Towards the middle of the book is Porsche’s full page ad for their “Porsche Everyday” campaign – essentially selling the Porsche brand as a legitimate option for everyday driving, regardless of your activity or geography. The ad features a customized MS Tag at the top right of the ad, which is ambitious and effective placement for a 2D barcode because it is one of the first things you see when you flip the page to the Porsche ad. Too often the 2D barcodes are relegated to a bottom corner in print ads.

The customized MS Tag (one-color black with a faint silhouette of a Porsche drawn over the Tag) is a double-edged sword.

Their customization effectively erases most of the distinguishing characteristics of the MS Tag code format: the CMYK color scheme and the triangle shapes. What is left is a 2D code that is not immediately recognizable as a 2D code – which is both a benefit and a drawback. The code blends more harmoniously with the ad layout than the garish default MS Tag look would, but this also means consumers may not recognize it for what it is, and most importantly that only the MS Tag reader app can be used to scan the Tag. This is a critical point because MS Tag’s technology is proprietary. If the consumer can’t recognize the 2D code as a Tag (and if there is no supporting copy identifying it as a Tag), they will spend a lot of time trying to scan the Tag with their QR code reader app.

################

→ **REQUIREMENT**: Transcribe the stretch of the Porsche ad passage from "Their customization effectively" through "code reader app.", word for word.

→ **EXTRACTED DATA**:
################

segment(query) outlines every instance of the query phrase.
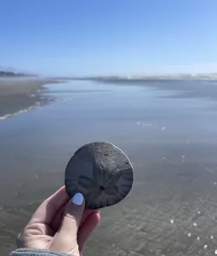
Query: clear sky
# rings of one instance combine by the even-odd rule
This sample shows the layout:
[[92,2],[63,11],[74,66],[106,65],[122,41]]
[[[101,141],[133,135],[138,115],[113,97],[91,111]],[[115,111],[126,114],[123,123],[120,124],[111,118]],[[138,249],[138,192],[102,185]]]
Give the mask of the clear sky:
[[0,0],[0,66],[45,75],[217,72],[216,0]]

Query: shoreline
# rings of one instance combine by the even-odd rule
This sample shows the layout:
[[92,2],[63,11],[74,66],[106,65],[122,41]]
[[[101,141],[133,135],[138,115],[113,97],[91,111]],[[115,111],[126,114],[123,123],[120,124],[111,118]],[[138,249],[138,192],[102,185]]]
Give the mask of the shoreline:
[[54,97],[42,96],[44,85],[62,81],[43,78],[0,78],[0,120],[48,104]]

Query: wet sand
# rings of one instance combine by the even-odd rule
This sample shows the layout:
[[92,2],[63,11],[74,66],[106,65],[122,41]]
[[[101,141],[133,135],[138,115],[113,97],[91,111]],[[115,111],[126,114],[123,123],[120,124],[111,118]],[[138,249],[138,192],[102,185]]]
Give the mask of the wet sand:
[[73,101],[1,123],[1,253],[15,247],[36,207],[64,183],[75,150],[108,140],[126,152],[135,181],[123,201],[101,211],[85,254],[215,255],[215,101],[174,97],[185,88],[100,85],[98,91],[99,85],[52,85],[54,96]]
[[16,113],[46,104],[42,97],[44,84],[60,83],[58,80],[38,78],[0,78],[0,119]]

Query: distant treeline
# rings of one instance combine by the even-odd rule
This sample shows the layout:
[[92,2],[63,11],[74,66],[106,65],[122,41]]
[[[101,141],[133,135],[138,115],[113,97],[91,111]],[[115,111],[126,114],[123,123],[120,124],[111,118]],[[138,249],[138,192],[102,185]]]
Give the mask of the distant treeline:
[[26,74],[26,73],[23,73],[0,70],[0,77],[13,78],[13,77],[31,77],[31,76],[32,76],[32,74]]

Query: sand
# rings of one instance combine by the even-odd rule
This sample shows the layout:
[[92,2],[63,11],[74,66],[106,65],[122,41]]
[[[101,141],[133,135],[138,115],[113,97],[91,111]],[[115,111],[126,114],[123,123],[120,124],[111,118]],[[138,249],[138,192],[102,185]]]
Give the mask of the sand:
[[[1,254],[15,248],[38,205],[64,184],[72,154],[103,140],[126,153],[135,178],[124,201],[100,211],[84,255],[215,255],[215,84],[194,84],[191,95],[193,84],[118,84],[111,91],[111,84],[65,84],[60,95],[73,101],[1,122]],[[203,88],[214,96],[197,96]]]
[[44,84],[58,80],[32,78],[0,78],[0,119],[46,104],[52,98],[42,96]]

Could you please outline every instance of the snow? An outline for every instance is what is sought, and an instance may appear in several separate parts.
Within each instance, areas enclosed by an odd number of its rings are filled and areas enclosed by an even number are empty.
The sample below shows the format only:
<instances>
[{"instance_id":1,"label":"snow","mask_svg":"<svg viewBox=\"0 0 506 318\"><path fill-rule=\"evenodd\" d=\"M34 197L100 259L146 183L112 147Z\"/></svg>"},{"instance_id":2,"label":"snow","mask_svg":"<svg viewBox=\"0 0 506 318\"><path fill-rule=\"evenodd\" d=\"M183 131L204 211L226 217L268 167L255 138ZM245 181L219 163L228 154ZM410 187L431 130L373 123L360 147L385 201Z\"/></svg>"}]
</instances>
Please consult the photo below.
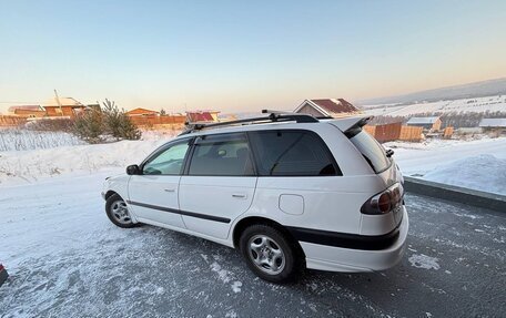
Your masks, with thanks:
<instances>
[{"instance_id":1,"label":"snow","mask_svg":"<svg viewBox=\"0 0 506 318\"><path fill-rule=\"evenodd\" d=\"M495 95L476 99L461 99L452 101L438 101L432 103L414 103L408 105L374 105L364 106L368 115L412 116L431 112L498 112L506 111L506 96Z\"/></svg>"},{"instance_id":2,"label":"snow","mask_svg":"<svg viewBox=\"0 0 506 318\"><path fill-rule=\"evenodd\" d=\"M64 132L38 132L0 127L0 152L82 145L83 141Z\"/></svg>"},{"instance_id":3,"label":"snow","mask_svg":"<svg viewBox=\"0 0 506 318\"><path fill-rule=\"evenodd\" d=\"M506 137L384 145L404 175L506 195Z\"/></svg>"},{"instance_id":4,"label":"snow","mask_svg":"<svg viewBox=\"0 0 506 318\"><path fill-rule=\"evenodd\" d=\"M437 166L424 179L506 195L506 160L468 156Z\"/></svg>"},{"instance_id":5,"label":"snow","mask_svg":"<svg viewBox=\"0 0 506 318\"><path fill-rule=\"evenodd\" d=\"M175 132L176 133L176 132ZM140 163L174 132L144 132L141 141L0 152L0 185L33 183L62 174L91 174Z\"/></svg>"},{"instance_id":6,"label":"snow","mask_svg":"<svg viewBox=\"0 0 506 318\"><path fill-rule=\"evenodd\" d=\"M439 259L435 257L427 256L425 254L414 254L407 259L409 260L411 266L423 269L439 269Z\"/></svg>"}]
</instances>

################

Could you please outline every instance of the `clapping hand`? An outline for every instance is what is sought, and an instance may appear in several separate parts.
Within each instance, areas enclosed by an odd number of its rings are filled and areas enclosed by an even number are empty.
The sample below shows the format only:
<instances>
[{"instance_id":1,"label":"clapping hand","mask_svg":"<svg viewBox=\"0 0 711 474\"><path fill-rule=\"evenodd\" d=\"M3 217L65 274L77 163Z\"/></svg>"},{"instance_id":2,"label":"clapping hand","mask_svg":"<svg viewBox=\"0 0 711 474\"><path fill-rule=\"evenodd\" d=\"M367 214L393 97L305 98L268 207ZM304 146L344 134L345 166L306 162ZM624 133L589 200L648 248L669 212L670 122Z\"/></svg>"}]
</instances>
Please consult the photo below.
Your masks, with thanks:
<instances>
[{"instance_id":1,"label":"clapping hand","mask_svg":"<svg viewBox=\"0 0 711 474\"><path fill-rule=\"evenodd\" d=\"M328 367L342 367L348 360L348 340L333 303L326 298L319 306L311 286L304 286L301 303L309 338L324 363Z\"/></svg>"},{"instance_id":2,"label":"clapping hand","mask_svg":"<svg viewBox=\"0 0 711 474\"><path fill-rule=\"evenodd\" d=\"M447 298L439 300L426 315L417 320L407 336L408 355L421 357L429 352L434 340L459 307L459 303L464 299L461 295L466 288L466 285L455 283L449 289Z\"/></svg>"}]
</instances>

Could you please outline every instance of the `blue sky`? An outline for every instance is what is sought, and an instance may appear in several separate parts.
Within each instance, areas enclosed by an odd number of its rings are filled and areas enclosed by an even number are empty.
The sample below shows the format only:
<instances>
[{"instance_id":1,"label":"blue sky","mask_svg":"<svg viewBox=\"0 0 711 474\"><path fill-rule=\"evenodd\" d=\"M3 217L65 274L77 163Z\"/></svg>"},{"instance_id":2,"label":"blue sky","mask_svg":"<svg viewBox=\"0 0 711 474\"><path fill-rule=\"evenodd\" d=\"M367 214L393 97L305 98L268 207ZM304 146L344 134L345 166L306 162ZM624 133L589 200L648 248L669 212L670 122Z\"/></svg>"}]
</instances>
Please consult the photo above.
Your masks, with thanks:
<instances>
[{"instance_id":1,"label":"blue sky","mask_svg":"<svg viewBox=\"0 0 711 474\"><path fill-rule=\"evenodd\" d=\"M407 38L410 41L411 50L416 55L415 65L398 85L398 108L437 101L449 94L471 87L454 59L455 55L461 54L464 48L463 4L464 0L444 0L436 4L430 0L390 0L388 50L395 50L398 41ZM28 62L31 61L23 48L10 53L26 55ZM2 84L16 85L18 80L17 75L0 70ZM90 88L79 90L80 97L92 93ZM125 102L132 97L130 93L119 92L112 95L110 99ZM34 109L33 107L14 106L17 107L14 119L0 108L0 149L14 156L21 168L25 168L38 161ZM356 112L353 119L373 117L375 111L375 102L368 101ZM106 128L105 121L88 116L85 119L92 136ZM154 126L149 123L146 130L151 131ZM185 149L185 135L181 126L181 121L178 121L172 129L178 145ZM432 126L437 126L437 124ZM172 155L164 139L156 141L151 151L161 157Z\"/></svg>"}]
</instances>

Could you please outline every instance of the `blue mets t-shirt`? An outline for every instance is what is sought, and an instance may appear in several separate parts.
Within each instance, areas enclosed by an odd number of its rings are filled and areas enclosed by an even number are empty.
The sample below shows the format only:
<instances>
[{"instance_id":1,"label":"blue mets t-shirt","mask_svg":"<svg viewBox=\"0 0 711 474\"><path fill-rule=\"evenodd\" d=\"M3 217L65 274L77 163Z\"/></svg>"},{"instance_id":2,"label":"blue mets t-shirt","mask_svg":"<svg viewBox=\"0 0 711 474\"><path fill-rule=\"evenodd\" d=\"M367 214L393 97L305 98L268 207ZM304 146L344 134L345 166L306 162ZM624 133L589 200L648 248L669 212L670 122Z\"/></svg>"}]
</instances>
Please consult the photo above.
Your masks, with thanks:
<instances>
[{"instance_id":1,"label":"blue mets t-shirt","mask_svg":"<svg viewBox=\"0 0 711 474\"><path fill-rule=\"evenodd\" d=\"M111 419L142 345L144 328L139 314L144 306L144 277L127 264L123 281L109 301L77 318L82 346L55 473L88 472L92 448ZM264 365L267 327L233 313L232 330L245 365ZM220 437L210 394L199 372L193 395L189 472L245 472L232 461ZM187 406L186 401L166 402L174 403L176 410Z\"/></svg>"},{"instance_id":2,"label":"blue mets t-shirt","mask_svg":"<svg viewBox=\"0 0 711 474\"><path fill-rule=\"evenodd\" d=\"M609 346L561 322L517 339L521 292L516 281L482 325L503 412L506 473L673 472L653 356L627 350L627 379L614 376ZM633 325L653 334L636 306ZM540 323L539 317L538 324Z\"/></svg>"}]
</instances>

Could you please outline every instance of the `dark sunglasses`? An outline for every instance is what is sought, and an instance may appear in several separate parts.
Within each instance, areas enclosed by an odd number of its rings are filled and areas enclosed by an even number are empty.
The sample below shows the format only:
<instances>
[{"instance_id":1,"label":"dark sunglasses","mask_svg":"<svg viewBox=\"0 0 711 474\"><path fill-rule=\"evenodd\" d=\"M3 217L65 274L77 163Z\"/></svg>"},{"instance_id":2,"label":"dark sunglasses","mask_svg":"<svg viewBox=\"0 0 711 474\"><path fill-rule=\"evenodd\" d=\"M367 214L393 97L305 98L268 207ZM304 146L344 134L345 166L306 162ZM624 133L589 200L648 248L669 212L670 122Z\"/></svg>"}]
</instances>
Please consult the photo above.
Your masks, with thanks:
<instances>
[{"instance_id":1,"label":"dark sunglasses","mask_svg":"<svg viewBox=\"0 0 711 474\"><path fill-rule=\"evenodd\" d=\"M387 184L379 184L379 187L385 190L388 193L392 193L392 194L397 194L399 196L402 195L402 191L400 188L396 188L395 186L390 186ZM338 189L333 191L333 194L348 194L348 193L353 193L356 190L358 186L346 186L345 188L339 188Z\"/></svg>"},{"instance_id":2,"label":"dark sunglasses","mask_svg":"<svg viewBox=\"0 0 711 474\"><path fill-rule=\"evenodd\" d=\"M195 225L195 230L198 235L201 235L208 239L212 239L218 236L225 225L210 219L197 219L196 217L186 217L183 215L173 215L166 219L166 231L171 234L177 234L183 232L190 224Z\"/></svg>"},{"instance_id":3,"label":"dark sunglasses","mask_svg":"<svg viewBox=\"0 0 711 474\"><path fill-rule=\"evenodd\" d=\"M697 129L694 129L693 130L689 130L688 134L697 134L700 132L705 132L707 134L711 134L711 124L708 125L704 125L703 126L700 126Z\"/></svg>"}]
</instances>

################

→ **EXERCISE RESULT**:
Their customization effectively erases most of the distinguishing characteristics of the MS Tag code format: the CMYK color scheme and the triangle shapes. What is left is a 2D code that is not immediately recognizable as a 2D code – which is both a benefit and a drawback. The code blends more harmoniously with the ad layout than the garish default MS Tag look would, but this also means consumers may not recognize it for what it is, and most importantly that only the MS Tag reader app can be used to scan the Tag. This is a critical point because MS Tag’s technology is proprietary. If the consumer can’t recognize the 2D code as a Tag (and if there is no supporting copy identifying it as a Tag), they will spend a lot of time trying to scan the Tag with their QR code reader app.